TO BE DONE: Reproduce every line of the material below without changing anything, and leave the pictures out of your answer.

MATERIAL FOR THIS TASK:
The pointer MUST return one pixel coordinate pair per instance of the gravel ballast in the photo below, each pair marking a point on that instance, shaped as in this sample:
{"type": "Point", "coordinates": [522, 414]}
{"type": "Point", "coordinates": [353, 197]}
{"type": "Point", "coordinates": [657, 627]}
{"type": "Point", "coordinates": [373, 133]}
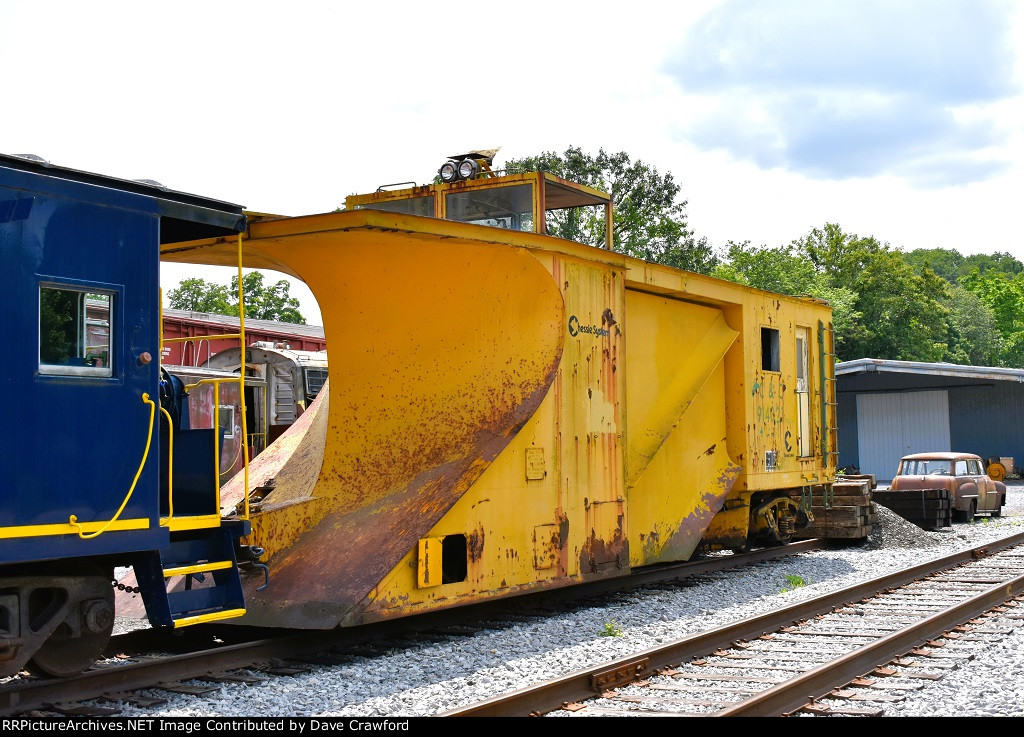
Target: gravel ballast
{"type": "Point", "coordinates": [433, 678]}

CORRECT OUTPUT:
The pointer MUST return one pixel coordinate pair per instance of the gravel ballast in the photo below, each pair marking a point on that instance, shaped as in this sample:
{"type": "Point", "coordinates": [522, 414]}
{"type": "Point", "coordinates": [353, 197]}
{"type": "Point", "coordinates": [657, 627]}
{"type": "Point", "coordinates": [373, 133]}
Target: gravel ballast
{"type": "Point", "coordinates": [433, 678]}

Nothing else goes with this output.